● **Your goal**
Reproduce the stretch from the line containing "query | black handbag" through the end of the material, word for word and with nothing else.

*** Data in this exercise ***

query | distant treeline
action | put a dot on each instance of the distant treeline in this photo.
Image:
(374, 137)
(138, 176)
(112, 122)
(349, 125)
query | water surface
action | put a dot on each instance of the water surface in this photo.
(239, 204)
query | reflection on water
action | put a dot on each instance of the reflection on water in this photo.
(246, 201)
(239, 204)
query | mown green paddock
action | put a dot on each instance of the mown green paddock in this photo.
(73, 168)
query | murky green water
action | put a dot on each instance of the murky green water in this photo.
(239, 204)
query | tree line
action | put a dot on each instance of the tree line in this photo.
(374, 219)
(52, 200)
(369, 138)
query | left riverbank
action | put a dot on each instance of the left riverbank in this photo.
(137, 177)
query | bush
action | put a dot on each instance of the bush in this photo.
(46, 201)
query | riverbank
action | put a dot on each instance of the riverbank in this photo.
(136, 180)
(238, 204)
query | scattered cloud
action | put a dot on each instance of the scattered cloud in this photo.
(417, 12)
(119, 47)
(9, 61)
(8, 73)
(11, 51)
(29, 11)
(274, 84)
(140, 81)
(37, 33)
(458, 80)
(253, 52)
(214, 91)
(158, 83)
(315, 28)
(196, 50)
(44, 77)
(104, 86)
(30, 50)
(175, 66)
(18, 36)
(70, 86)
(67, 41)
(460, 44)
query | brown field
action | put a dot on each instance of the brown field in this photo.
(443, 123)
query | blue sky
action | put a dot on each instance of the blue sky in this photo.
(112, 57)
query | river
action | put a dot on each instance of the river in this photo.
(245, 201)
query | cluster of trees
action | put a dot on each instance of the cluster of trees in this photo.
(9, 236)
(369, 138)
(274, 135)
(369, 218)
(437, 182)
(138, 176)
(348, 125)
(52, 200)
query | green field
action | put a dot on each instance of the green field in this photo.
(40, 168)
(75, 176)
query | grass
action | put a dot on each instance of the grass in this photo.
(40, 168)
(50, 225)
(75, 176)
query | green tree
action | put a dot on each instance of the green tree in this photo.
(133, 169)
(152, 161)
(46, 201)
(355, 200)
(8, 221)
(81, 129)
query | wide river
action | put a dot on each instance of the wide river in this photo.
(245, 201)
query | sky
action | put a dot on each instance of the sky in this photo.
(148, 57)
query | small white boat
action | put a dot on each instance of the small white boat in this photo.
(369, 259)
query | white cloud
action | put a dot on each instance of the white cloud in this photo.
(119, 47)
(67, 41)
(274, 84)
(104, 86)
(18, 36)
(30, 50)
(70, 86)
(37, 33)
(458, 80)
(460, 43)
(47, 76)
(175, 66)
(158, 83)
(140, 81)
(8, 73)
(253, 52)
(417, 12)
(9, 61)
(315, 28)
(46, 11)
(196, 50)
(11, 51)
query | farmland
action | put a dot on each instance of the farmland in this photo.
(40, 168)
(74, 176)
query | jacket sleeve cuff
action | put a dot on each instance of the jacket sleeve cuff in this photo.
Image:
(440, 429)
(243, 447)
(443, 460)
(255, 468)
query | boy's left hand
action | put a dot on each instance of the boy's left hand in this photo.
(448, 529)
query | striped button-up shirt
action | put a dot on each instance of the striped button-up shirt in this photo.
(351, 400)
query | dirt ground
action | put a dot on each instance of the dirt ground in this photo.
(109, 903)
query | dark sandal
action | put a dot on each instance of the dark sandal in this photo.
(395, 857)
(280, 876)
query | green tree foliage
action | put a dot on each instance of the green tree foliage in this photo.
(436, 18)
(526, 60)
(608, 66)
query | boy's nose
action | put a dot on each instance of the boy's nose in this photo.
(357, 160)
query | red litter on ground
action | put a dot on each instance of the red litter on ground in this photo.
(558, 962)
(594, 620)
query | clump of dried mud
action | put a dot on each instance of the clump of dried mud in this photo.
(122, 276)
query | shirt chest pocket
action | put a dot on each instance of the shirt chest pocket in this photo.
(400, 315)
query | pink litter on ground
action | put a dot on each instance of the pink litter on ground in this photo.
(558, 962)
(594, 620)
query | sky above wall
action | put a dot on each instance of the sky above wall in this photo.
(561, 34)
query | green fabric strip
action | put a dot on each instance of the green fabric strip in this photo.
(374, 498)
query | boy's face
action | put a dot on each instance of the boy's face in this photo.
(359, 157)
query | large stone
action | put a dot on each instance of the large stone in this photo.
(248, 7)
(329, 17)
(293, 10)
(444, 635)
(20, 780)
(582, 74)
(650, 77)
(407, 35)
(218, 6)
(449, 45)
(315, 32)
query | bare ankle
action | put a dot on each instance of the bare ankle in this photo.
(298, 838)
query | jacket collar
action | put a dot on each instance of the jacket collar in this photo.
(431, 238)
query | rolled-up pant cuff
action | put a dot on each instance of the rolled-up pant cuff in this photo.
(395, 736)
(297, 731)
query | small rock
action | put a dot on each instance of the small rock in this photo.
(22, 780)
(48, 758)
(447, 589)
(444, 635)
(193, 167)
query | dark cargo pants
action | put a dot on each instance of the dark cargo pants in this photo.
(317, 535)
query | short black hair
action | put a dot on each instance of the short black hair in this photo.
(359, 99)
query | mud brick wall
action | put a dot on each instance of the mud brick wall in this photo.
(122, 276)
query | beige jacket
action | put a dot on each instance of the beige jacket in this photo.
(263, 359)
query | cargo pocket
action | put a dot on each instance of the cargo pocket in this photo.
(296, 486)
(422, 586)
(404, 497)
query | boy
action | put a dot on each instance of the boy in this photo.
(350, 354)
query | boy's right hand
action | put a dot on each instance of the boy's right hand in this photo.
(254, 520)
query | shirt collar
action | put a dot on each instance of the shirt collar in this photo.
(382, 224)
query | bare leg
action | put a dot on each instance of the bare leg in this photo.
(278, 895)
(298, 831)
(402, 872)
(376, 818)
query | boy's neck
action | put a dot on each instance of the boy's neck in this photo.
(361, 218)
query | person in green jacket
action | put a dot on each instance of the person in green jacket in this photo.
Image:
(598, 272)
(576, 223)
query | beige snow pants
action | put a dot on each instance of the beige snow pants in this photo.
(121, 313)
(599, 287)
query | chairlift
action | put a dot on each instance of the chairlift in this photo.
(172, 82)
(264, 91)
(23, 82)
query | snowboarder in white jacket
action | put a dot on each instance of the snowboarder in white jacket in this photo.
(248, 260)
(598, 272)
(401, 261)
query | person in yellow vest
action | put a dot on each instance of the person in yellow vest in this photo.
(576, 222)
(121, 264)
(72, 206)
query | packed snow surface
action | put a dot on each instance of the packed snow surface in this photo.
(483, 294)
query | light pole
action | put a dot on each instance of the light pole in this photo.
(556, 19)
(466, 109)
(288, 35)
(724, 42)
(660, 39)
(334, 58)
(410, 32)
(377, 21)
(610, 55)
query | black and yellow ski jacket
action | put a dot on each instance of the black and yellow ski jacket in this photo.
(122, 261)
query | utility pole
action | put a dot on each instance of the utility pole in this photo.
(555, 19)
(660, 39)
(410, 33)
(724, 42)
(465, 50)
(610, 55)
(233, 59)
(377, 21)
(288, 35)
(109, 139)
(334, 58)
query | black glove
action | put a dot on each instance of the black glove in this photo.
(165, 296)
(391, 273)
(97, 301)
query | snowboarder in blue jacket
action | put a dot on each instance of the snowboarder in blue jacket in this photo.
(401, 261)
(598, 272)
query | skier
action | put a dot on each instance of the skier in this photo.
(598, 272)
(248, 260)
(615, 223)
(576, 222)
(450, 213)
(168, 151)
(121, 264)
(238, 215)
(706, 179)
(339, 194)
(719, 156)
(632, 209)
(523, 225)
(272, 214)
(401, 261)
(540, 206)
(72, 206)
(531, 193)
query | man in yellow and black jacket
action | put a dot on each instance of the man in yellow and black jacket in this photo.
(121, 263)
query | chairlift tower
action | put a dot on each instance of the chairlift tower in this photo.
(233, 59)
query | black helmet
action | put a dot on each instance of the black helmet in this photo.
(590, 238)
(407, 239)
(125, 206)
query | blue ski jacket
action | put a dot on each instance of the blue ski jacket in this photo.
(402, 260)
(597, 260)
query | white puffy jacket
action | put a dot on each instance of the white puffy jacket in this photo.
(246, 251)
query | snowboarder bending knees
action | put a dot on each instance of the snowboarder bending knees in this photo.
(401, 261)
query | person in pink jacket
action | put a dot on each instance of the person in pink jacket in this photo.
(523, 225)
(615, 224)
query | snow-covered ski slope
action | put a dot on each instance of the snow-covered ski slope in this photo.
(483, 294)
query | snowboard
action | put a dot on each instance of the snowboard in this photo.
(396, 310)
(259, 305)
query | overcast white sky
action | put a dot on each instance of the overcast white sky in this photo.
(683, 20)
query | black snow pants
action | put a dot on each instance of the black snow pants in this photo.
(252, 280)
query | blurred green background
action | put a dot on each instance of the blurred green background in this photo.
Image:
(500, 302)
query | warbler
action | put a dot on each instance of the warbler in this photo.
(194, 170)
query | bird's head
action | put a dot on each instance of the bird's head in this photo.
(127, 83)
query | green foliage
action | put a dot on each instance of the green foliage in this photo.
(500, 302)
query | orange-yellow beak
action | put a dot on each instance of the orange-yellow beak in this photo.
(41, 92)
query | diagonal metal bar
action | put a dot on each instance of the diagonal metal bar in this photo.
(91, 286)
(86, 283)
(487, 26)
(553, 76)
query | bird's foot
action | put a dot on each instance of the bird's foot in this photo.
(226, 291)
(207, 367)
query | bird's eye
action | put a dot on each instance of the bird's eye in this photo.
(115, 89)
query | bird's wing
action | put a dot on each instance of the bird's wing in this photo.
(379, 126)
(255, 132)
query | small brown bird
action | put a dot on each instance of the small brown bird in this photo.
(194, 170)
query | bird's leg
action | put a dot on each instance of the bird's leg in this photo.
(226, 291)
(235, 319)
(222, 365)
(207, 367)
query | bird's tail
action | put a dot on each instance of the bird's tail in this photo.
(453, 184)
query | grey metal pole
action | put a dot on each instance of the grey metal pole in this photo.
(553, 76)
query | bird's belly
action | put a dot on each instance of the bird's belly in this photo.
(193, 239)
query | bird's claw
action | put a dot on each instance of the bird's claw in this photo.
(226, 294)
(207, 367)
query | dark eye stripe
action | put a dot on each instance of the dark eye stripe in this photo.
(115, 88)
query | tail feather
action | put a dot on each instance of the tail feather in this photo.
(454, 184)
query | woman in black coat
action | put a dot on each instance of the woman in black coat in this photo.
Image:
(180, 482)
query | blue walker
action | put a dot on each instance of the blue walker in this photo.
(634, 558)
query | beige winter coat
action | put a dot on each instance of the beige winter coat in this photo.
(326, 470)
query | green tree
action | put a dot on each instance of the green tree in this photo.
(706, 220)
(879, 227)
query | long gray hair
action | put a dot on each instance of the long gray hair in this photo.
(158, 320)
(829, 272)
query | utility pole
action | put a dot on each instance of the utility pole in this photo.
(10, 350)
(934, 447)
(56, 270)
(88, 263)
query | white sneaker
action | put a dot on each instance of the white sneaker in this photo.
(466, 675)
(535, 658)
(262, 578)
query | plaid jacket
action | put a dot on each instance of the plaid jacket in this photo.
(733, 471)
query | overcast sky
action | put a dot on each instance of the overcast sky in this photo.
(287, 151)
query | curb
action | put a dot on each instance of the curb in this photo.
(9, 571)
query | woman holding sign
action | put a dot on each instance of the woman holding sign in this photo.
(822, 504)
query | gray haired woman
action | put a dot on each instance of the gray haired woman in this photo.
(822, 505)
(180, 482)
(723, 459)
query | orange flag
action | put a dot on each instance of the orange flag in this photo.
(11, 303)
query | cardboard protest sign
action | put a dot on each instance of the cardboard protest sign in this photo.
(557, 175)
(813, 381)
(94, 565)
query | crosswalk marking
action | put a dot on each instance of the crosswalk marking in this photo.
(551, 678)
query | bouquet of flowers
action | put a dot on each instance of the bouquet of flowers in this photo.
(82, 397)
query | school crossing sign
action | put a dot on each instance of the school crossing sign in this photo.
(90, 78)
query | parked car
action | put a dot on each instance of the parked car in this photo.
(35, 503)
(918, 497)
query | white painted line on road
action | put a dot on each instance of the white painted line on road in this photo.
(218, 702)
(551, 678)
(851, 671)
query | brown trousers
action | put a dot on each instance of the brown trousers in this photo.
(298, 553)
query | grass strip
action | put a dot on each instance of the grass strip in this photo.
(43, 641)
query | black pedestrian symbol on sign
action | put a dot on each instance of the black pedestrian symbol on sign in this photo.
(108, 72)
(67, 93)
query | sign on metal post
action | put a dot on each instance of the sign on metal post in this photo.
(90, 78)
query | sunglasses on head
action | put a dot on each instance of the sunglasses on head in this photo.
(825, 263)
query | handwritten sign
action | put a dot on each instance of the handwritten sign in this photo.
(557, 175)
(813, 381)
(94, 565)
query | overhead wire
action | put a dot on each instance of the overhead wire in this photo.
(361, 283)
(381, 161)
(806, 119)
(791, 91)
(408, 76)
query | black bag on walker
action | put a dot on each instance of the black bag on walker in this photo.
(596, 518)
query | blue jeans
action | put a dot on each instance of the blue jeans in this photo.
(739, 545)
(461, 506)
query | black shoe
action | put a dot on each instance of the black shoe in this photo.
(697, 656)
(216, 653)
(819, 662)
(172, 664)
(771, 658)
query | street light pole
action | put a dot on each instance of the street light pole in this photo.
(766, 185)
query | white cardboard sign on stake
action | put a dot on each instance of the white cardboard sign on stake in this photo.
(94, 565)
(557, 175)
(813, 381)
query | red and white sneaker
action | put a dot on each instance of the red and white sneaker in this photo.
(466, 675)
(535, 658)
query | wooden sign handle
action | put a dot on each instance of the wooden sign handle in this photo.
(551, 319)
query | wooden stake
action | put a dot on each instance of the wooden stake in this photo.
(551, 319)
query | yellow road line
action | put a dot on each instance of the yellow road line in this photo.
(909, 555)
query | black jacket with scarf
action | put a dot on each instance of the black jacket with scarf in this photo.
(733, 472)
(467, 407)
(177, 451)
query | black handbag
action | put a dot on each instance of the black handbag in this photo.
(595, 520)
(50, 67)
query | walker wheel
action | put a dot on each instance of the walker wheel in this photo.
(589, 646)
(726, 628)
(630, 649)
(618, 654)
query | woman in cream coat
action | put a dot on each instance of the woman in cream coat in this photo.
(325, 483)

***

● **Task solution**
query | black handbag
action | put a dot on each instance of the black handbag in this photo.
(595, 520)
(50, 67)
query | walker wheel
action | put a dot on each instance of the walker wheel in this photo.
(589, 646)
(726, 628)
(630, 649)
(618, 654)
query | woman in cream coat
action | put a dot on each instance of the woman in cream coat in this photo.
(325, 483)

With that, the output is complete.